§ TE LEZEN FRAGMENT
Hongkong aan de Noordzee

Als Brussel het goed vindt, geeft straks een Chinese gigant de toon aan in de Rotterdamse containeroverslag. Het Hongkongse conglomeraat Hutchison Whampoa, eigendom van selfmade tycoon Li Ka-shing, wil een belang van 35 procent nemen in overslagbedrijf ECT. Voor Antwerpen lijkt die operatie een goede zaak.

Moord en brand schreeuwden de grote rederijen onder aanvoering van P&O Nedlloyd toen Hutchison Whampoa werd opgevoerd als koper van een belang van 35 procent in ECT, dat de containeroverslag in Rotterdam domineert. Zij vrezen dat de Hongkongse havenreus, hoeksteen van het imperium van Li Ka-shing, een te groot marktaandeel krijgt in Noordwest-Europa.

§ OPDRACHT 1
Vervang in het artikel over Hutchison Whampoa en ECT "containeroverslag" door "goederenoverslag" en geef het deel opnieuw weer dat begint bij "Als Brussel het" en eindigt bij "krijgt in Noordwest-Europa.".
§ OPDRACHT 2
Pak het artikel over Hutchison Whampoa en ECT op waar het ophoudt en schrijf het verder.

§ OVERZICHT
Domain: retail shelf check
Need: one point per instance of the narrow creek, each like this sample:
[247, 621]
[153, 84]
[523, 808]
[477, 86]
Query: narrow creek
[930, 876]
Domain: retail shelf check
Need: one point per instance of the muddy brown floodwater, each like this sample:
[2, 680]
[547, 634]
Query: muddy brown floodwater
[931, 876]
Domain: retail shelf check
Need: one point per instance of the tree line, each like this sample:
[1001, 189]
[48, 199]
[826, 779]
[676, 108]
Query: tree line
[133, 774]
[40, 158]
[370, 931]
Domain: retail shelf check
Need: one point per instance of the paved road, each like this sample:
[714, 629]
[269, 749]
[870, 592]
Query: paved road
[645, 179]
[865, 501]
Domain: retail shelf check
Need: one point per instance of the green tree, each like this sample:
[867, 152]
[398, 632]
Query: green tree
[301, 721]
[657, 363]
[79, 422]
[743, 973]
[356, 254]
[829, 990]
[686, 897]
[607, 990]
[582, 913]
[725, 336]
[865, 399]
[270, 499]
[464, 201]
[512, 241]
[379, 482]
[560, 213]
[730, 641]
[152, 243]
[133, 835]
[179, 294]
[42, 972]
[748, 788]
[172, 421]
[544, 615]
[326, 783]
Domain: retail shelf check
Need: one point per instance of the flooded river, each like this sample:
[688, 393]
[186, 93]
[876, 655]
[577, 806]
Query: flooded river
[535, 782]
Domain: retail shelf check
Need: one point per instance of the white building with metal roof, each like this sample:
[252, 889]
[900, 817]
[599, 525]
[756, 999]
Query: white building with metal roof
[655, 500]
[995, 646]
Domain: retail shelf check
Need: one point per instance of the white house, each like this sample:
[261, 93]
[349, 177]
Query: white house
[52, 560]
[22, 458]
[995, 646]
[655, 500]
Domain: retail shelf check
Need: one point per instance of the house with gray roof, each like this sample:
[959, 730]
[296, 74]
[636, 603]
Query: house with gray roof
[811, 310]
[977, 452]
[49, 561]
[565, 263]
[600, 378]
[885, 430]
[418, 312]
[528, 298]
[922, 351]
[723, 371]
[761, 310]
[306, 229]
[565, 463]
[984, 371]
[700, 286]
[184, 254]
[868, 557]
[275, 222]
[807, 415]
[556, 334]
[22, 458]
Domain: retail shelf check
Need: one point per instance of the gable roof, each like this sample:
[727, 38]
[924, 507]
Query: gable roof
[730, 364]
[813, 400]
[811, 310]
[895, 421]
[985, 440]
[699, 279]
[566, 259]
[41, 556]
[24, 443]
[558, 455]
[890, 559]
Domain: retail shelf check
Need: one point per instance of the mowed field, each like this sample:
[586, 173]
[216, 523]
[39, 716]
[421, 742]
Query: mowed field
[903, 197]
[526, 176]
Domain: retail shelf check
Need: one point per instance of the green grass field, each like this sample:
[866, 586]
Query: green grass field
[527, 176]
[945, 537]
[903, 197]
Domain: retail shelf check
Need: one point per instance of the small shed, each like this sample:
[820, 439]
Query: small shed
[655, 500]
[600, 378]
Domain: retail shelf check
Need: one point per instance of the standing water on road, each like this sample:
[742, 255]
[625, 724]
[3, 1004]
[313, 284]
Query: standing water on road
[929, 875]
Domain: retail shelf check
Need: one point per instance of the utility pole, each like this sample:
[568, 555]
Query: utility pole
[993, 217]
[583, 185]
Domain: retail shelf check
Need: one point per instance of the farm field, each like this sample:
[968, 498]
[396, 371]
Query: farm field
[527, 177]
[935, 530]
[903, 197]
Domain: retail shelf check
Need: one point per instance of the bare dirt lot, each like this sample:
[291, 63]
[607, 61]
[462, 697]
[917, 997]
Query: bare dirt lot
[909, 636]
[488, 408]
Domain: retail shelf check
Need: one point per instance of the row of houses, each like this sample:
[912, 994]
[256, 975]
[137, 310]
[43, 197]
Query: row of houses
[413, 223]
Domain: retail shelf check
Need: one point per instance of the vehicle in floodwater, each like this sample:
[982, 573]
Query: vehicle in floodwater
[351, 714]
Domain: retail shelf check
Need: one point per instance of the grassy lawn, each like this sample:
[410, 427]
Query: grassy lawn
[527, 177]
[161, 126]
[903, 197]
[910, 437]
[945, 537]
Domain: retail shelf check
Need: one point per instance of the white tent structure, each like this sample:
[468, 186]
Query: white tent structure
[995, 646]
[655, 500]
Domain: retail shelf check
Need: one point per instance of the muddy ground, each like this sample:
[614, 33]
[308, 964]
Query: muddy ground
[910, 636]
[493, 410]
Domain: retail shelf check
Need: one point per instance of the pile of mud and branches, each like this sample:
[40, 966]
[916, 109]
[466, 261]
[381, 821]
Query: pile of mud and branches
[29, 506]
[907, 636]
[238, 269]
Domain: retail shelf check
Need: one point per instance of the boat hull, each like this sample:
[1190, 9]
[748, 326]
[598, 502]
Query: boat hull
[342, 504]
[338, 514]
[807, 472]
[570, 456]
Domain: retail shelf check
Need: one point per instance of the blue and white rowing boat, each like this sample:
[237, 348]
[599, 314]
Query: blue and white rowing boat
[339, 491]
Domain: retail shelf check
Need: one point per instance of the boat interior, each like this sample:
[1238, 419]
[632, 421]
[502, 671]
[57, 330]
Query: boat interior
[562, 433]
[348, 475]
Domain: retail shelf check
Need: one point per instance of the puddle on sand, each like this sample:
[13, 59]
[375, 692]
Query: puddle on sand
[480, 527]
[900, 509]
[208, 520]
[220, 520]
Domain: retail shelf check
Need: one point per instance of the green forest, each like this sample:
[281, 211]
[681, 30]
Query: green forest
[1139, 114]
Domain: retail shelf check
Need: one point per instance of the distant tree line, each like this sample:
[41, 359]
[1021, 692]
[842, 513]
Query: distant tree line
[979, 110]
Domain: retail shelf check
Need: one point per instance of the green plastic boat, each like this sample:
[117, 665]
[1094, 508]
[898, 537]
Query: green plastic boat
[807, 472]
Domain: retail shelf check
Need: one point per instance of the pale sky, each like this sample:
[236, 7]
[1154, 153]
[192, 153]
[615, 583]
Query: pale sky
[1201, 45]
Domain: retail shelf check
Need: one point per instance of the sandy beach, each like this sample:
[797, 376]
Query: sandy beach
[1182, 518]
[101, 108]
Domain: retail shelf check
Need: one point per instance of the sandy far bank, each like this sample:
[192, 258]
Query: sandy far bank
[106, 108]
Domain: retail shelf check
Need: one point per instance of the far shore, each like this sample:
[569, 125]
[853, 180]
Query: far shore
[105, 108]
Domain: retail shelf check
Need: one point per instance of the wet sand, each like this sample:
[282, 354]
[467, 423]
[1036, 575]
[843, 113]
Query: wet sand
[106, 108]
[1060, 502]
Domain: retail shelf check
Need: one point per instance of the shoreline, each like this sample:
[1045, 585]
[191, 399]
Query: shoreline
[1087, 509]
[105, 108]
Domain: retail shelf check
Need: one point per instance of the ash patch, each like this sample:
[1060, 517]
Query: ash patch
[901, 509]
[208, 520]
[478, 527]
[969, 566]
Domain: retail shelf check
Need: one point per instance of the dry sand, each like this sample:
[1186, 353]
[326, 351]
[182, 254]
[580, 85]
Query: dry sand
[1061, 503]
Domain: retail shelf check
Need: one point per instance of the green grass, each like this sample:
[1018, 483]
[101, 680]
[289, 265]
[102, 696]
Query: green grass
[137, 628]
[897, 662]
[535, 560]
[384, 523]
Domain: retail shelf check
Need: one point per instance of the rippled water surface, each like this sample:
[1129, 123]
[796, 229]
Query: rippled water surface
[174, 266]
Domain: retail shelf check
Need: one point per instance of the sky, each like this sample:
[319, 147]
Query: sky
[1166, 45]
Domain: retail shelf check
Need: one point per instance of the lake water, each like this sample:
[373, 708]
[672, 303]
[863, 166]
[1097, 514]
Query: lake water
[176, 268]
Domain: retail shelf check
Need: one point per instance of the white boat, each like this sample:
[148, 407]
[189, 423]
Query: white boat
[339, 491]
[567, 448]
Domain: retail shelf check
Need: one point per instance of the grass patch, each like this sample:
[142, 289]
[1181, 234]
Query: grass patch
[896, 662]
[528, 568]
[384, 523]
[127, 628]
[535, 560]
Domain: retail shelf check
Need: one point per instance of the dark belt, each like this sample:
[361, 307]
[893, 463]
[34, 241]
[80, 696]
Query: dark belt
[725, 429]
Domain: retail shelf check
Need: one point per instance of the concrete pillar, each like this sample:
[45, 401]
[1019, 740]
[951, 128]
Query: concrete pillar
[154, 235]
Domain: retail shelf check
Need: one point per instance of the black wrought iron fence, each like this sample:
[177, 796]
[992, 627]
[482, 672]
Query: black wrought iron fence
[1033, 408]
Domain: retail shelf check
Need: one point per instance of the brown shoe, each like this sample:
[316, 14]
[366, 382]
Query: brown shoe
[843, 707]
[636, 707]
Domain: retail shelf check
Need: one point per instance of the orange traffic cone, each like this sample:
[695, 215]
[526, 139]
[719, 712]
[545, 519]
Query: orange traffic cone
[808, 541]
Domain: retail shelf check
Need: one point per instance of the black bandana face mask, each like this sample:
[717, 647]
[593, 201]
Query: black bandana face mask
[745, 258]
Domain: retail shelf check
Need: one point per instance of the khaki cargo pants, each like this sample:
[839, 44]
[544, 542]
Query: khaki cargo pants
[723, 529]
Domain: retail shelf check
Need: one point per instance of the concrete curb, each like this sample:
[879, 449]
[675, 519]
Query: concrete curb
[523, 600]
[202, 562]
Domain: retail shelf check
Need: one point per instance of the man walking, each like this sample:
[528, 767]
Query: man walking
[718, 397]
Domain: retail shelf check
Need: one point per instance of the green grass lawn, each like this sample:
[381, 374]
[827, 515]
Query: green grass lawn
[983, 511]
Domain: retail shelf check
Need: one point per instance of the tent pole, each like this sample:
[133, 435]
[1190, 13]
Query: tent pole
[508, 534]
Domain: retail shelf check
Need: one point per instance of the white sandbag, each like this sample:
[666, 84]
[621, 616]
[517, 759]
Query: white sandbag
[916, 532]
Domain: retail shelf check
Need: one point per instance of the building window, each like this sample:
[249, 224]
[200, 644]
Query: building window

§ ANTWOORD 1
Als Brussel het goed vindt, geeft straks een Chinese gigant de toon aan in de Rotterdamse goederenoverslag. Het Hongkongse conglomeraat Hutchison Whampoa, eigendom van selfmade tycoon Li Ka-shing, wil een belang van 35 procent nemen in overslagbedrijf ECT. Voor Antwerpen lijkt die operatie een goede zaak.

Moord en brand schreeuwden de grote rederijen onder aanvoering van P&O Nedlloyd toen Hutchison Whampoa werd opgevoerd als koper van een belang van 35 procent in ECT, dat de goederenoverslag in Rotterdam domineert. Zij vrezen dat de Hongkongse havenreus, hoeksteen van het imperium van Li Ka-shing, een te groot marktaandeel krijgt in Noordwest-Europa.

§ ANTWOORD 2
Ook bij de vakbond FNV Bondgenoten stuit de komst van Hutchison naar Rotterdam op verzet. Onlangs legde die het werk bij het containerbedrijf drie uur lang plat. “De enige vorm van sociale zekerheid in Hongkong is een opzegtermijn van een maand”, zegt Frans Dijkman, kaderlid van FNV Bondgenoten en lid van de ondernemingsraad van ECT. “Ik ben in de haven van Hutchison in het Britse Felixstowe geweest. Als je ziet wat daar de laatste zes jaar het beleid is geweest inzake lonen en arbeidsvoorwaarden, dan word je daar niet vrolijk van. Hutchison moet laten zien dat het zijn gedragspatroon op het gebied van sociaal beleid aanpast aan de afspraken die hier zijn gemaakt. De nieuwe aandeelhouders betalen 690 miljoen gulden (zo’n 13,5 miljard frank) voor ECT. Om de aflossing op de investering te kunnen betalen, moet ECT een rendement halen dat het nu niet kan waarmaken. Dat rendement moet dus de komende jaren omhoog. Hutchison wil dat bereiken door verhoging van de tarieven en op langere termijn ook via verlaging van de kosten.”

Dijkman zegt inmiddels garanties te hebben gekregen dat er geen gedwongen ontslagen zullen vallen. Maar een daling van het aantal arbeidsplaatsen met enkele honderden is niet te vermijden.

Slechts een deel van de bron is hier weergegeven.